§ **What the task asks**
Write out all of the data exactly as it appears.

§ **Data shown**

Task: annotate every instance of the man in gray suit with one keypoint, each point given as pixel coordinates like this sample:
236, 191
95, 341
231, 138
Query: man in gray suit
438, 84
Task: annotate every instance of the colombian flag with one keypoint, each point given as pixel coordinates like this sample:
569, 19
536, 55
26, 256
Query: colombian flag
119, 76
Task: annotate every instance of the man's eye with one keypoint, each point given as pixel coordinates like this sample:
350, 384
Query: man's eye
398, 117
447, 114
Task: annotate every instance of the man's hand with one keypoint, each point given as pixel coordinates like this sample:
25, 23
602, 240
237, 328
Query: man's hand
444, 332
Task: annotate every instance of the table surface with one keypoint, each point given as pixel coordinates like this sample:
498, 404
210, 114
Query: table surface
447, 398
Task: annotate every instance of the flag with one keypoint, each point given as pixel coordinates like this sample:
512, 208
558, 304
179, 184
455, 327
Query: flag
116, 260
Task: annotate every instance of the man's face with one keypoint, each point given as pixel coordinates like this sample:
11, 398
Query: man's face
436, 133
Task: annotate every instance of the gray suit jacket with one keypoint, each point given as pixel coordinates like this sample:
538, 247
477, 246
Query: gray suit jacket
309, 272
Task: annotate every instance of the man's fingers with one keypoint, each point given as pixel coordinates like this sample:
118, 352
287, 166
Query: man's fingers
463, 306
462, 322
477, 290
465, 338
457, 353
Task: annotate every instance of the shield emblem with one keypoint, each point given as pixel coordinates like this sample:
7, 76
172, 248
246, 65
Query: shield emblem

§ **Completed task**
Task: annotate every instance of the man in gray suit with one keypoint, each point given as pixel coordinates like this sample:
236, 191
95, 341
231, 138
Query: man in gray suit
438, 84
Task: annotate every instance of the colombian flag with one keypoint, each point given as pixel coordinates like this sample:
569, 19
536, 55
26, 256
Query: colombian flag
119, 76
Task: annotate every instance of the man's eye with one keypoint, each point given as pixel coordinates like this sample:
350, 384
Query: man's eye
398, 117
447, 114
Task: annotate every instance of the man's hand with one keypoint, each point given as pixel coordinates like this sample:
25, 23
602, 240
237, 328
Query: man's hand
444, 332
Task: annotate every instance of the table surface with one keypoint, each point given as pixel coordinates like this sample:
498, 404
210, 114
Query: table surface
447, 398
Task: annotate every instance of the flag with one keypoint, each point given as pixel coordinates like this sample:
512, 208
558, 304
179, 184
455, 327
Query: flag
116, 260
Task: annotate every instance of the man's face with one keypoint, each point given as pixel coordinates like this sample:
11, 398
Query: man's face
436, 133
Task: annotate every instance of the gray suit jacket with one keypoint, each point given as pixel coordinates like this sample:
538, 247
477, 246
Query: gray suit jacket
309, 272
Task: annotate every instance of the man's fingers with one keypoint, each point given as pixel coordinates like this sample:
118, 352
287, 166
Query: man's fingers
463, 306
462, 322
477, 290
465, 338
457, 353
Task: annotate every instance of the shield emblem with one keypoint, each point given as pixel coordinates like this sample:
7, 76
172, 248
246, 65
Query: shield emblem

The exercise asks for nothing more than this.